= Tasks to complete =
**1)** In the forum post about love and marriage below, list the things that the quoted statement says love requires.
**2)** According to the forum post about love and marriage below, why did many children have to be born?
**3)** Continue the forum post about love and marriage below, starting after its final line.

Earlier you said "So Love requires a ‘brain’, ‘dopamine’ and ‘neural
pathways’, all of which are present in animals, yet animals don’t
have the ability to love
."

(my bold)

Link necessary.  Please.
Romance, and Hollywood horseshit, aside...

When did this "love" nonsense enter the equation?  For most of human history marriage was little more than a contract between families with the "bride" being the property transferred to the groom and having to bring along a dowry to boot!

Children were offspring who were mainly counted upon to serve as extra farm hands and a lot of them had to be born because child mortality was very high.  "Love" did not matter for shit.
(10-11-2024, 04:23 PM)Huggy Bear Wrote: [ -> ]Yet you overlook the part of your article that cites an admitted OPINION as evidence, seems like you need a refund.

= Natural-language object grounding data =
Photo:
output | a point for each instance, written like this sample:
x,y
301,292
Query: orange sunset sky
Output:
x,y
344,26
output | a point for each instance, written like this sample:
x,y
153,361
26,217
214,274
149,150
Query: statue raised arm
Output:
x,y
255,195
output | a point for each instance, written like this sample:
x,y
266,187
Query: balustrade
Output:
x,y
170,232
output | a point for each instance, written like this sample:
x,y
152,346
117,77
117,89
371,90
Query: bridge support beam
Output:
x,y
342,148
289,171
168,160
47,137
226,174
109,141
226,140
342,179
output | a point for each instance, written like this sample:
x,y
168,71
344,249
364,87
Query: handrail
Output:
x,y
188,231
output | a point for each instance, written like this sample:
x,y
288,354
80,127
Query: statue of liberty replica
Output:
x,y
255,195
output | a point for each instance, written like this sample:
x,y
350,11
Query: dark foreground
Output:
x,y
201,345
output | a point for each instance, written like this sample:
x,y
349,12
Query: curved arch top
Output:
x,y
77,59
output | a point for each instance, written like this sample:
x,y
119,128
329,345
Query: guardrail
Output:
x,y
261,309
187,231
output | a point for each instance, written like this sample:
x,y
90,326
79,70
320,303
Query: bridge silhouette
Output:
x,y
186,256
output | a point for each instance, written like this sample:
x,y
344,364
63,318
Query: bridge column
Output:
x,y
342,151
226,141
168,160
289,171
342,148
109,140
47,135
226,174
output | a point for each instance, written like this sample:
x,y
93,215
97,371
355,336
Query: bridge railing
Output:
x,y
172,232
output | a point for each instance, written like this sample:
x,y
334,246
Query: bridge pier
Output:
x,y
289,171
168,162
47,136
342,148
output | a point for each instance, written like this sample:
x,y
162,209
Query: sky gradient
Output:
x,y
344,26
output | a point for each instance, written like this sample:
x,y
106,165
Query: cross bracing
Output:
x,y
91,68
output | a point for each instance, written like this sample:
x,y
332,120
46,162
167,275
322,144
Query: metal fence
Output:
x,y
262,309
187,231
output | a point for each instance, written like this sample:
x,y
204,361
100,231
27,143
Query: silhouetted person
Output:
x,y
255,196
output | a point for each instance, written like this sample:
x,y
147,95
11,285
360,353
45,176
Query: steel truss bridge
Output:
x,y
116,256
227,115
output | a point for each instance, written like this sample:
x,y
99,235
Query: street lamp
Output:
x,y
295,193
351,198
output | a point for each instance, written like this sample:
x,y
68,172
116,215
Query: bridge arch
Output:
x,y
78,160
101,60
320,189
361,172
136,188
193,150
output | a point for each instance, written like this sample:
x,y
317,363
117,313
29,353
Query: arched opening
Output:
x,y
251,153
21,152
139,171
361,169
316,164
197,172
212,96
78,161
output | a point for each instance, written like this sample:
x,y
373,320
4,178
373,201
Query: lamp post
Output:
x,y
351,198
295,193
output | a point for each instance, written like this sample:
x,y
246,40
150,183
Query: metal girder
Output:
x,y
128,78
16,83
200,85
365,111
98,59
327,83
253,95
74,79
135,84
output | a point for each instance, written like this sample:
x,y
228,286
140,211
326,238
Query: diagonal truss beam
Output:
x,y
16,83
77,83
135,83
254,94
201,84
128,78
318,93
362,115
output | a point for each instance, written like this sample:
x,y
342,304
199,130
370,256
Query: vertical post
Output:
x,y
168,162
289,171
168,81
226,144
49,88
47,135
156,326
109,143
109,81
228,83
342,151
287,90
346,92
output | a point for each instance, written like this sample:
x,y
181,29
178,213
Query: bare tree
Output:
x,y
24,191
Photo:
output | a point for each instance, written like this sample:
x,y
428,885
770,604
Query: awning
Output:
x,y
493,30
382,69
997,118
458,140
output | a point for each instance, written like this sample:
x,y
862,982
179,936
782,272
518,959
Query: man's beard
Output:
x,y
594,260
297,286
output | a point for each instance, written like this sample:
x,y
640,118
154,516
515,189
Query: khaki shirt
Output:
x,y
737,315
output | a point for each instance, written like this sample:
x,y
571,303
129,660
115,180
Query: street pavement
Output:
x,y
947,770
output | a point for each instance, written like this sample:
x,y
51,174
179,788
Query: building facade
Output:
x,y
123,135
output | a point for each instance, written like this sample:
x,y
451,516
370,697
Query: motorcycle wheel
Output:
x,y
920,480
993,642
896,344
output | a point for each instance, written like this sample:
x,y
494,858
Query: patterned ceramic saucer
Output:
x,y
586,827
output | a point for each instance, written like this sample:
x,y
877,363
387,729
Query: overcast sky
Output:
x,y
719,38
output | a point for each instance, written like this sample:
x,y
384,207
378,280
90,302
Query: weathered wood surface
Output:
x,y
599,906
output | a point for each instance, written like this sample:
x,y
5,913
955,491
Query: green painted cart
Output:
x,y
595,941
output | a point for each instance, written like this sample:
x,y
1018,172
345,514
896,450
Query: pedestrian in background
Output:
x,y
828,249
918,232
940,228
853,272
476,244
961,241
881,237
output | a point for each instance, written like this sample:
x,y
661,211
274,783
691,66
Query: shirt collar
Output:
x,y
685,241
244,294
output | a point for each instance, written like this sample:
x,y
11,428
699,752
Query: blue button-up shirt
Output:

= Answer section =
**1)** a brain, dopamine, neural pathways

**2)** Because child mortality was very high.

**3)**
I didn't overlook it. Most scientific papers cite a variety of sources. I've already said that this isn't the best paper that I could find, but I can't be arsed to spend more than 5 minutes on Google for your foolishness. You asked for peer-reviewed and you got it. 

Quote:Btw, I don't believe for a second that you attended any such seminar

Your beliefs are irrelevant, as always. You get basic training on how to evaluate scientific literature in any decent BSc and you typically get a more thorough series of courses in your masters and PhD work. You pretty much have to if your job is going to be picking apart other scientists work and writing your own. The Prof works the course material into it, so you're reading current scientific lit and learning how to evaluate it. You get together with a few classmates and the Prof to pop the hood and see how good or bad this week's papers were. And it's seminar courses (note the plural), not seminar. This isn't something you get in a couple of hours with a sales pitch for a timeshare in Florida. Seriously, how is your reading comprehension this rubbish?

Regardless, burden of proof is still yours. But don't worry, I'm sure that nobody has noticed your continuing attempts at dodging that.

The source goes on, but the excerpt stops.